Natural language region descriptions
|---|
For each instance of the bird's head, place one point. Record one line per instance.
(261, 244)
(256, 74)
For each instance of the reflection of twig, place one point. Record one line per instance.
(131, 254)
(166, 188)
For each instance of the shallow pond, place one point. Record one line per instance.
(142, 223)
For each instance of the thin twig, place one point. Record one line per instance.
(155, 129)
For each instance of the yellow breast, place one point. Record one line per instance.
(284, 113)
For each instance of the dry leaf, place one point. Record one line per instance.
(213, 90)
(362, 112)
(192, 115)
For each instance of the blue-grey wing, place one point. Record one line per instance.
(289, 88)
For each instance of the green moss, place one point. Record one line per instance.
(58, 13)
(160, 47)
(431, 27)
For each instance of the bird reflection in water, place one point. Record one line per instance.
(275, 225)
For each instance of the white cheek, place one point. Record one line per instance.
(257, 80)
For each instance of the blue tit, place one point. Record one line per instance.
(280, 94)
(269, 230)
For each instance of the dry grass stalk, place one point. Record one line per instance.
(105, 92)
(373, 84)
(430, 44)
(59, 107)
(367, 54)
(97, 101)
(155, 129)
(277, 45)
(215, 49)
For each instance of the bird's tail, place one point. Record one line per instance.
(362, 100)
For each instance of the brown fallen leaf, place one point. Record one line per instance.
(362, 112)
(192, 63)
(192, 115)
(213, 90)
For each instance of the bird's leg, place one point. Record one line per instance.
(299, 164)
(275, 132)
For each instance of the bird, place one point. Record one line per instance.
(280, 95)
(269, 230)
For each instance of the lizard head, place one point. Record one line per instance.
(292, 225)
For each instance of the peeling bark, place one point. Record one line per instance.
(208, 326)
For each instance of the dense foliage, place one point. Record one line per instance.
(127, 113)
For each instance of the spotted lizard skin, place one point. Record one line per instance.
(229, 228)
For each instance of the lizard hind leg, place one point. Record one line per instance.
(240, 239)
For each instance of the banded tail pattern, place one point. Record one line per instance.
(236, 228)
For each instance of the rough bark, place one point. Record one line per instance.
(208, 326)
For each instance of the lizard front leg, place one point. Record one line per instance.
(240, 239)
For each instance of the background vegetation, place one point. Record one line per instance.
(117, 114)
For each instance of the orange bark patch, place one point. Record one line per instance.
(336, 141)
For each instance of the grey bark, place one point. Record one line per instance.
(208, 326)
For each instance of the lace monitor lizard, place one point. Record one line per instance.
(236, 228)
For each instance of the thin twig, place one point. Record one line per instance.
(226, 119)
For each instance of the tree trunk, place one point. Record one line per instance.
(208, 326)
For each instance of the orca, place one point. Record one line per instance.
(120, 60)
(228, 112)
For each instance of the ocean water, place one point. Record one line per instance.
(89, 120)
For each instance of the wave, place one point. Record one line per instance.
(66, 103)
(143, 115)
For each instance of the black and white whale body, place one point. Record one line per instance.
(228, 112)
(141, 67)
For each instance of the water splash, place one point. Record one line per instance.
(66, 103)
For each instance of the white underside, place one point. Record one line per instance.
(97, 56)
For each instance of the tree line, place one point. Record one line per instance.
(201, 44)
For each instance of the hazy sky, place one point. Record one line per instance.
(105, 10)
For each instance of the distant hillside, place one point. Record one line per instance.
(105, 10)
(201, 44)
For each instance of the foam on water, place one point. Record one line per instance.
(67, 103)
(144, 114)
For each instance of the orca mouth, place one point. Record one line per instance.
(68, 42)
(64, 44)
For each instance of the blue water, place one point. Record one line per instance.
|---|
• [WHAT YOU ARE ASKED TO DO]: Repeat the records above exactly, leaving none out.

• [RESPONSE]:
For each instance of the bird's head, place one point. Record one line per instance.
(261, 244)
(256, 74)
For each instance of the reflection of twig, place one point. Record one line per instance.
(131, 254)
(166, 188)
For each instance of the shallow pond, place one point. Record one line per instance.
(142, 223)
For each instance of the thin twig, place one point. Record one line per instance.
(155, 129)
For each instance of the yellow breast, place one point. Record one line per instance.
(284, 113)
For each instance of the dry leaf, place one point. Record one line per instance.
(213, 90)
(362, 112)
(192, 115)
For each instance of the blue-grey wing, place one point. Record one line per instance.
(289, 88)
For each instance of the green moss, place one point. Record one line per instance.
(58, 13)
(160, 47)
(431, 27)
For each instance of the bird reflection in water, place one point. Record one line per instance.
(275, 225)
For each instance of the white cheek, place one point. Record one line per instance.
(257, 80)
For each instance of the blue tit, place one point. Record one line per instance.
(280, 94)
(269, 230)
For each instance of the dry grass stalk, place one point. Record one line per instance.
(105, 92)
(373, 84)
(430, 44)
(59, 107)
(367, 54)
(97, 101)
(155, 129)
(277, 45)
(215, 49)
For each instance of the bird's tail, place one point. Record one line per instance.
(362, 100)
For each instance of the brown fallen leaf, place one point. Record one line per instance.
(362, 112)
(192, 63)
(192, 115)
(213, 90)
For each instance of the bird's leg, place one point. Record one line per instance.
(299, 164)
(275, 132)
For each instance of the bird, place one point. Record one line per instance.
(280, 95)
(269, 230)
For each instance of the lizard head, place one point. Record one line per instance.
(292, 225)
For each instance of the peeling bark, place one point. Record one line per instance.
(208, 326)
For each instance of the dense foliage, place one point. Record one line per instance.
(127, 113)
For each instance of the spotted lizard skin, place one point. Record one line per instance.
(229, 228)
For each instance of the lizard hind leg, place one point. Record one line per instance.
(240, 239)
For each instance of the banded tail pattern, place one point. Record one line per instance.
(236, 228)
For each instance of the rough bark, place one point. Record one line per instance.
(208, 326)
For each instance of the lizard front leg, place one point. Record one line per instance.
(240, 239)
For each instance of the background vegetation, place one point. Record one line per instance.
(117, 114)
For each instance of the orange bark patch, place one point. Record one line per instance.
(336, 141)
For each instance of the grey bark, place one point. Record one line per instance.
(208, 326)
For each instance of the lace monitor lizard, place one point. Record one line per instance.
(236, 228)
For each instance of the thin twig, place one point. Record one line per instance.
(226, 119)
For each instance of the tree trunk, place one point. Record one line per instance.
(208, 326)
For each instance of the orca, place one point. Record one line per instance.
(120, 60)
(228, 112)
For each instance of the ocean water, place one point. Record one line per instance.
(89, 120)
For each instance of the wave, place one point. Record one line per instance.
(66, 103)
(143, 115)
For each instance of the black and white whale body, place one point. Record one line per instance.
(228, 112)
(141, 67)
For each instance of the water splash, place one point. Record one line per instance.
(66, 103)
For each instance of the white underside, place one point. Record one line per instance.
(97, 56)
For each instance of the tree line, place one point. Record one line per instance.
(201, 44)
For each instance of the hazy sky, place one point. Record one line per instance.
(105, 10)
For each instance of the distant hillside, place one point. Record one line per instance.
(105, 10)
(201, 44)
For each instance of the foam on water, place one point. Record one line per instance.
(67, 103)
(144, 114)
For each instance of the orca mouth, place one point. Record one line per instance.
(68, 42)
(64, 44)
For each instance of the blue water, place one point. Record one line per instance.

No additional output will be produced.